__Selected extract__
^^^^^^^^^^^^^^^^

APLN Reports 2025 Revenue of Rp 3.57 Trillion, Supported by Residential Home Sales
JAKARTA — PT Agung Podomoro Land Tbk (APLN) has officially released its 2025 financial performance report, demonstrating the resilience of the company’s fundamental operations.
The listed company recorded total sales and operating revenue of Rp 3.57 trillion, a figure representing the combination of property unit sales (development income) and commercial asset management (recurring income).
APLN’s 2025 revenue was dominated by sales recognition of Rp 2.21 trillion.
Residential housing remained the primary cornerstone with a contribution of Rp 1.06 trillion. Additionally, the vertical segment contributed Rp 588.18 billion through apartment sales, followed by land sales of Rp 247.18 billion and shophouses valued at Rp 243.49 billion.
On the other hand, the recurring income pillar demonstrated solid performance at Rp 1.36 trillion.
This revenue stems from hospitality business operations and leasing of iconic shopping centres such as Senayan City, Central Park Mall, and DeliPark Mall in Medan.
Examining the gross profit line, APLN recorded Rp 1.47 trillion. Cumulatively, this figure is indeed lower compared to the previous year’s achievement of Rp 2.44 trillion. However, this decline requires critical and objective interpretation.
The correction in gross profit resulted from a high base effect in 2024, when the company undertook a corporate action involving the sale of a strategic hotel asset, the Pullman Ciawi Vimala Hills Resort Spa & Convention.

^^^^^^^^^^^^^^^^

__Dataset content__
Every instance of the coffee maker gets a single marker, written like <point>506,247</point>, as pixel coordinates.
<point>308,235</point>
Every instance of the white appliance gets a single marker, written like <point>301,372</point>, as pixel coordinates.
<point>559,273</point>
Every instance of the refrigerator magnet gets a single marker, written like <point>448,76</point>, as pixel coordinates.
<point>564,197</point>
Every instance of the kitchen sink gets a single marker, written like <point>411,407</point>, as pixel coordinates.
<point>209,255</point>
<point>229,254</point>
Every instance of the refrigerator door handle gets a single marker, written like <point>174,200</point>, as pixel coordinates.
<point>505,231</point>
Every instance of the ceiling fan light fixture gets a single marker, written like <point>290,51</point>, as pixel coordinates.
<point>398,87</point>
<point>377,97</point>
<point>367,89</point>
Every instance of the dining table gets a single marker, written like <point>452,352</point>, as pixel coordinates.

^^^^^^^^^^^^^^^^

__Complete the following__
- 1) For the APLN 2025 report, say whether each statement agrees with it: (a) residential housing contributed Rp 1.06 trillion; (b) gross profit in 2025 was higher than in 2024; (c) DeliPark Mall is in Medan. Answer yes or no for each, quoting the deciding words of the report exactly.
- 2) Retype the stretch of the APLN 2025 report from "This revenue stems" through "Mall in Medan.".
- 3) According to the APLN 2025 report, which hotel asset did the company sell in 2024?
The data above is separate material from the APLN 2025 report.

__Exercise answers__
- 1)
(a) Yes: "Residential housing remained the primary cornerstone with a contribution of Rp 1.06 trillion."
(b) No: "this figure is indeed lower compared to the previous year’s achievement of Rp 2.44 trillion."
(c) Yes: "DeliPark Mall in Medan."

- 2)
This revenue stems from hospitality business operations and leasing of iconic shopping centres such as Senayan City, Central Park Mall, and DeliPark Mall in Medan.

- 3) The Pullman Ciawi Vimala Hills Resort Spa & Convention.